# START OF DATA PROVIDED

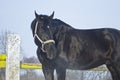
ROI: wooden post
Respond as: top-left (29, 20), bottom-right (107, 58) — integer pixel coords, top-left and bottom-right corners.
top-left (6, 34), bottom-right (20, 80)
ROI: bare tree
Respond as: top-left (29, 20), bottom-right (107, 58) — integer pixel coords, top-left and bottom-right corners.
top-left (0, 31), bottom-right (10, 80)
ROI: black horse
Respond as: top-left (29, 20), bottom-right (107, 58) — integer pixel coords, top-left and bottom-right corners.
top-left (31, 12), bottom-right (120, 80)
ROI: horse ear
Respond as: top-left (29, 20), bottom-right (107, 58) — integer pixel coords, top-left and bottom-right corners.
top-left (35, 11), bottom-right (39, 19)
top-left (50, 11), bottom-right (54, 19)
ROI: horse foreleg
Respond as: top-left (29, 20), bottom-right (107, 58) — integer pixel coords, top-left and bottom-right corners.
top-left (56, 68), bottom-right (66, 80)
top-left (106, 60), bottom-right (120, 80)
top-left (42, 65), bottom-right (54, 80)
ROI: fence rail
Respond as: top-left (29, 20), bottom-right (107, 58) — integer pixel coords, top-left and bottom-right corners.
top-left (0, 54), bottom-right (42, 69)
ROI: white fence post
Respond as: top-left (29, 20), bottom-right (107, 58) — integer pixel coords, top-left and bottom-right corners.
top-left (6, 34), bottom-right (20, 80)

# END OF DATA PROVIDED

▶ **TASK DETAILS**
In the part of the items that opens with the line containing "ROI: bare tree" and closes with the line containing "top-left (50, 11), bottom-right (54, 19)", rename "horse" to "pony" wherever it occurs. Leave everything else unchanged and give back only those lines.

▶ **RESULT OF THIS TASK**
ROI: bare tree
Respond as: top-left (29, 20), bottom-right (107, 58) — integer pixel coords, top-left and bottom-right corners.
top-left (0, 31), bottom-right (10, 80)
ROI: black pony
Respond as: top-left (29, 20), bottom-right (107, 58) — integer pixel coords, top-left and bottom-right corners.
top-left (31, 12), bottom-right (120, 80)
ROI: pony ear
Respond as: top-left (29, 20), bottom-right (107, 58) — integer pixel coords, top-left and bottom-right corners.
top-left (35, 11), bottom-right (39, 19)
top-left (50, 11), bottom-right (54, 19)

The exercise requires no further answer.